[TASK REQUIREMENTS]:
Reproduce the listing from the line with "Above is a UI screenshot. Highlight the wooden surface" to the line with "[30,98,252,306]", swapping "pink" for "red" and keeping everything else the same. Leave the pictures out of your copy.

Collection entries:
#####
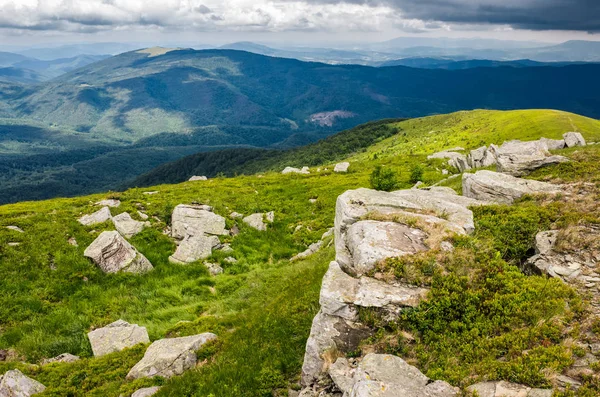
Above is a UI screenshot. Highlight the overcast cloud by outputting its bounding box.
[0,0,600,43]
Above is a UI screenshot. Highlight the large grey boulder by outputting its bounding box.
[329,353,460,397]
[488,140,569,176]
[346,221,428,275]
[563,132,585,147]
[0,369,46,397]
[127,332,217,379]
[83,231,153,273]
[467,381,552,397]
[302,311,370,386]
[88,320,150,357]
[462,170,561,204]
[78,207,112,226]
[169,234,220,264]
[171,204,227,240]
[112,212,144,238]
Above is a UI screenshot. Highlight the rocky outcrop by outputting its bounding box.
[333,161,350,172]
[88,320,150,357]
[127,332,217,379]
[131,386,160,397]
[169,234,220,264]
[112,212,145,238]
[78,207,112,226]
[563,132,585,147]
[329,353,460,397]
[462,170,561,204]
[281,167,310,175]
[467,381,552,397]
[0,369,46,397]
[83,231,153,273]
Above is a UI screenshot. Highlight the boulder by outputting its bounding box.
[78,207,112,226]
[540,138,566,150]
[131,386,160,397]
[127,332,217,380]
[488,140,569,176]
[112,212,144,238]
[302,311,371,386]
[41,353,79,365]
[563,132,585,147]
[0,369,46,397]
[83,231,152,273]
[169,234,220,264]
[333,161,350,172]
[171,204,227,240]
[346,221,428,275]
[462,170,561,204]
[467,381,552,397]
[88,320,150,357]
[95,199,121,208]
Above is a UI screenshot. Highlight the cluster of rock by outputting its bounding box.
[427,132,586,176]
[301,188,482,397]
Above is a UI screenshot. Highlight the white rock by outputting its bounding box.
[78,207,112,226]
[169,234,220,264]
[88,320,150,357]
[83,231,152,273]
[333,161,350,172]
[563,132,585,147]
[127,332,217,380]
[462,170,561,204]
[0,369,46,397]
[171,204,227,239]
[95,199,121,208]
[112,212,144,238]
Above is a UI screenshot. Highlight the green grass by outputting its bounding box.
[0,107,600,396]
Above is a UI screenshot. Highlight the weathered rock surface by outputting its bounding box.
[112,212,144,238]
[131,386,160,397]
[333,161,350,172]
[127,332,217,379]
[171,204,227,240]
[41,353,79,365]
[88,320,150,357]
[462,170,561,204]
[563,132,585,147]
[0,369,46,397]
[467,381,552,397]
[330,353,460,397]
[83,231,153,273]
[169,234,220,264]
[78,207,112,226]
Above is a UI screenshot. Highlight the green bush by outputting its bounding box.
[370,165,398,192]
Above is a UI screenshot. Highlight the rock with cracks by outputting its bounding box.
[127,332,217,379]
[83,231,153,273]
[88,320,150,357]
[462,170,561,204]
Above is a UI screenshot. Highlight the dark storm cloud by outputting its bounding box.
[307,0,600,32]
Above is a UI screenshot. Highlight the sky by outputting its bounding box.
[0,0,600,46]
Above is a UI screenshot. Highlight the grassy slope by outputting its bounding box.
[0,111,600,396]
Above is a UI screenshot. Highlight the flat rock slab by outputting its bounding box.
[83,231,153,273]
[112,212,147,238]
[462,170,561,204]
[78,207,112,226]
[169,234,220,264]
[0,369,46,397]
[88,320,150,357]
[467,381,552,397]
[127,332,217,379]
[171,204,227,240]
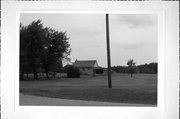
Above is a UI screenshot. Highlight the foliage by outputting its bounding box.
[20,20,71,79]
[64,65,80,78]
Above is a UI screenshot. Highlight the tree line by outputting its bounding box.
[20,20,71,80]
[111,62,158,74]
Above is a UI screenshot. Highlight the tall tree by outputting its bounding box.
[20,20,71,79]
[127,59,136,77]
[20,20,46,79]
[42,28,71,79]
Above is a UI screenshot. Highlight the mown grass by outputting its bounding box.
[20,74,157,105]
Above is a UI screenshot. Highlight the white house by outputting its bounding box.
[73,60,103,75]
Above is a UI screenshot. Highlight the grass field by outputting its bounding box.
[20,73,157,105]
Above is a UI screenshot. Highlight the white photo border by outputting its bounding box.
[1,1,179,119]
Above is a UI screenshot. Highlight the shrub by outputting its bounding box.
[64,65,80,78]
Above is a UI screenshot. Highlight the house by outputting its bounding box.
[73,60,103,75]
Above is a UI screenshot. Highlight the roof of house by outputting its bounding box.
[73,60,97,67]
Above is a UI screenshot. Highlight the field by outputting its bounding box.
[20,73,157,106]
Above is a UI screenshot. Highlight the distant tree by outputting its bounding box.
[42,28,71,79]
[20,20,46,79]
[20,20,71,79]
[127,59,136,77]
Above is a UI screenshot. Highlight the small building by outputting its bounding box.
[73,60,103,75]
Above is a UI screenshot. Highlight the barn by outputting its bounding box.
[73,60,103,75]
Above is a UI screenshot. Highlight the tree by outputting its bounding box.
[42,28,71,79]
[20,20,71,79]
[20,20,46,79]
[127,59,136,77]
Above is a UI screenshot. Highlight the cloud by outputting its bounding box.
[112,14,157,28]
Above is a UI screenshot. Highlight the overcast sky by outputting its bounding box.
[20,13,158,67]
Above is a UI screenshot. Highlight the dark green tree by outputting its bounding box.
[20,20,46,79]
[127,59,136,77]
[42,28,71,79]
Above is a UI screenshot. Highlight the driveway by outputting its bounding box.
[20,94,155,107]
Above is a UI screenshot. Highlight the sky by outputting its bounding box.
[20,13,158,67]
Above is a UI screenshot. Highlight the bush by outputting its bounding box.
[64,65,80,78]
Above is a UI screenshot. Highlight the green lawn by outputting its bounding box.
[20,73,157,105]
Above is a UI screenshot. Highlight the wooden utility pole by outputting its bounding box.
[106,14,112,88]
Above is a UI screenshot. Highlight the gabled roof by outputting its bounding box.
[73,60,98,67]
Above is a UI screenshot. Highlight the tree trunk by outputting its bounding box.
[26,73,28,79]
[46,71,49,79]
[33,68,38,80]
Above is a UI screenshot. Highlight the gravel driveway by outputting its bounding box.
[20,94,154,107]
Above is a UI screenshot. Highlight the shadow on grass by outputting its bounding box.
[20,89,157,105]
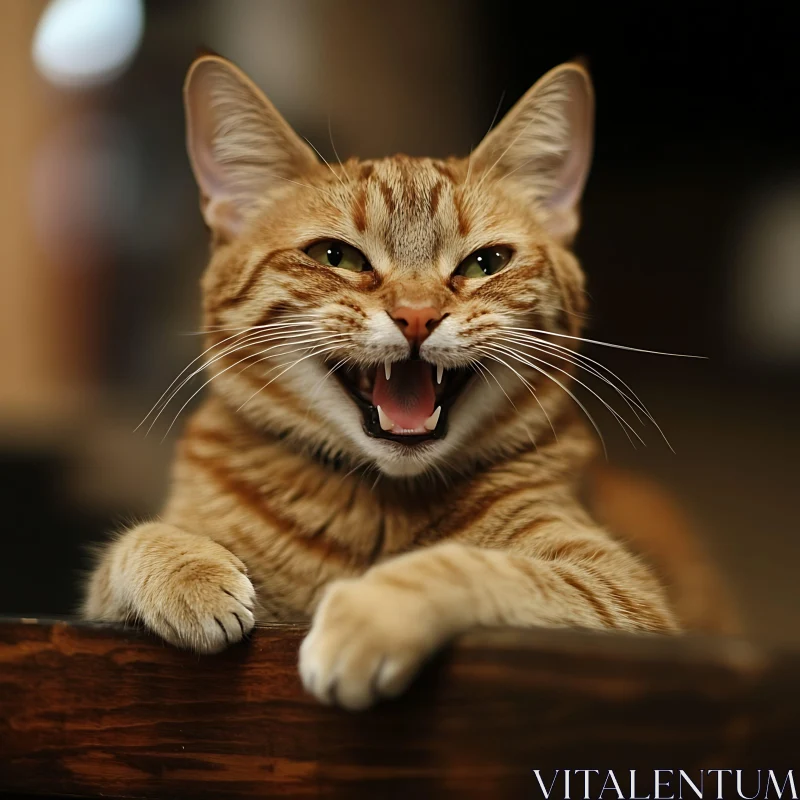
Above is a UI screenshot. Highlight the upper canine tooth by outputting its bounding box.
[378,406,396,431]
[422,406,442,431]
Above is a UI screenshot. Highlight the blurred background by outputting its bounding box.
[0,0,800,643]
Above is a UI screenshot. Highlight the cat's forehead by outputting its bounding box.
[347,156,471,268]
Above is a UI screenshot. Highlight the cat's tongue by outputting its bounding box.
[372,361,436,430]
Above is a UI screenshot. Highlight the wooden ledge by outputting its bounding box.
[0,619,800,799]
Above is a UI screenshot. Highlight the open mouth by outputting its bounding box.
[336,359,475,445]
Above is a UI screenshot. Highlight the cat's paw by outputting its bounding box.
[137,543,255,653]
[300,578,441,711]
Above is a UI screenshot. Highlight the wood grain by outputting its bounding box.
[0,620,800,799]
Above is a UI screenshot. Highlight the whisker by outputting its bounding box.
[488,345,647,447]
[495,336,652,423]
[134,322,322,433]
[478,347,608,458]
[478,356,558,446]
[236,344,350,411]
[500,326,676,453]
[475,356,540,447]
[306,139,356,201]
[142,328,322,433]
[499,325,708,359]
[162,334,346,438]
[234,333,350,375]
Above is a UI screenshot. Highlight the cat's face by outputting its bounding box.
[186,57,592,476]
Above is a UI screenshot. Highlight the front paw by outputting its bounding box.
[300,578,444,711]
[136,543,255,653]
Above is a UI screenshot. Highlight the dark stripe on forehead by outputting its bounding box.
[453,192,472,236]
[378,179,397,214]
[353,184,367,233]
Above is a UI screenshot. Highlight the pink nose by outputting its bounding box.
[389,306,442,347]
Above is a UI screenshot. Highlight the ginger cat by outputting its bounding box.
[84,56,732,709]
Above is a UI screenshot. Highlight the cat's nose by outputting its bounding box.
[389,306,446,347]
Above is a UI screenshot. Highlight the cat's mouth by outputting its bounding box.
[335,359,475,445]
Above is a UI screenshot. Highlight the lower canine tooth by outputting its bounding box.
[422,406,442,431]
[378,406,396,431]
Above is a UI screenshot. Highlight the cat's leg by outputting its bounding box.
[83,522,255,653]
[300,526,677,709]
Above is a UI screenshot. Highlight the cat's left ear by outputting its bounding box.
[472,63,594,241]
[184,55,318,241]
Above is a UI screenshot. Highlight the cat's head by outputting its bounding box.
[185,56,593,476]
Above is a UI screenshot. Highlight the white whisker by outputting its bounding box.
[479,348,608,458]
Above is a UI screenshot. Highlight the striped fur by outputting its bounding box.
[85,57,712,708]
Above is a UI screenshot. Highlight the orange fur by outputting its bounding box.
[85,56,732,708]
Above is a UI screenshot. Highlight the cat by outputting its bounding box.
[83,55,732,709]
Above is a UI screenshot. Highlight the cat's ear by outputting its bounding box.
[472,63,594,241]
[183,55,317,240]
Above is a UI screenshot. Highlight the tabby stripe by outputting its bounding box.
[553,564,619,628]
[434,481,555,536]
[433,161,456,183]
[378,179,397,214]
[453,192,472,236]
[353,186,367,233]
[184,451,361,564]
[216,250,280,309]
[430,181,444,219]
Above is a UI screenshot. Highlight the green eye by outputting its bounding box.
[456,245,511,278]
[306,239,372,272]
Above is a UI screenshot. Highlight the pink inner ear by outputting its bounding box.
[203,197,242,236]
[545,78,593,211]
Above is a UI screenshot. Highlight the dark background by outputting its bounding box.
[0,0,800,643]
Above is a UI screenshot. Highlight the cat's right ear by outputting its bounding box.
[183,55,318,241]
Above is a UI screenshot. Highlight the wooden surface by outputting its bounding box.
[0,620,800,799]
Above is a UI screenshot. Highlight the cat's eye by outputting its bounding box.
[456,245,512,278]
[306,239,372,272]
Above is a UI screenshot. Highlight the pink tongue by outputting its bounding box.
[372,361,436,428]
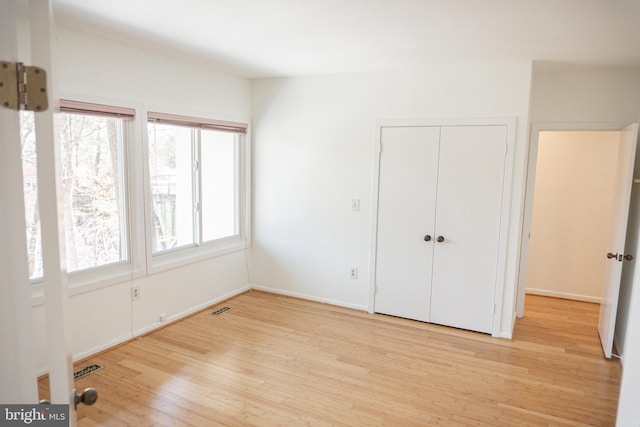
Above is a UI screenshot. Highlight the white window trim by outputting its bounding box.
[139,105,252,274]
[31,93,147,306]
[30,98,252,306]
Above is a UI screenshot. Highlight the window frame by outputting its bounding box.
[31,93,146,306]
[140,106,251,274]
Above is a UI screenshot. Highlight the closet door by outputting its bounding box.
[374,127,440,321]
[430,126,507,333]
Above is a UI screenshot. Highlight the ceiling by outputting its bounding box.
[53,0,640,78]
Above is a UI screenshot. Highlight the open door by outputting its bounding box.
[598,123,638,358]
[0,0,97,426]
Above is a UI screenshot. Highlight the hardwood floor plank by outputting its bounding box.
[40,291,621,426]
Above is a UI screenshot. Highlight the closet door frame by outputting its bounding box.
[368,117,517,337]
#####
[CORRECT RESULT]:
Above is a UI screenshot. Highlight the wooden surface by outputting its bounding box.
[0,620,800,799]
Above is a UI screenshot. Highlight the cat's eye by outputting its bounding box.
[456,245,512,278]
[306,239,372,272]
Above is a UI screenshot. Highlight the red tongue by outputting its bounding box.
[372,361,436,428]
Above is a UI screenshot. Highlight the white window trim by outputting its bounding box.
[139,105,252,274]
[31,93,147,306]
[30,98,252,306]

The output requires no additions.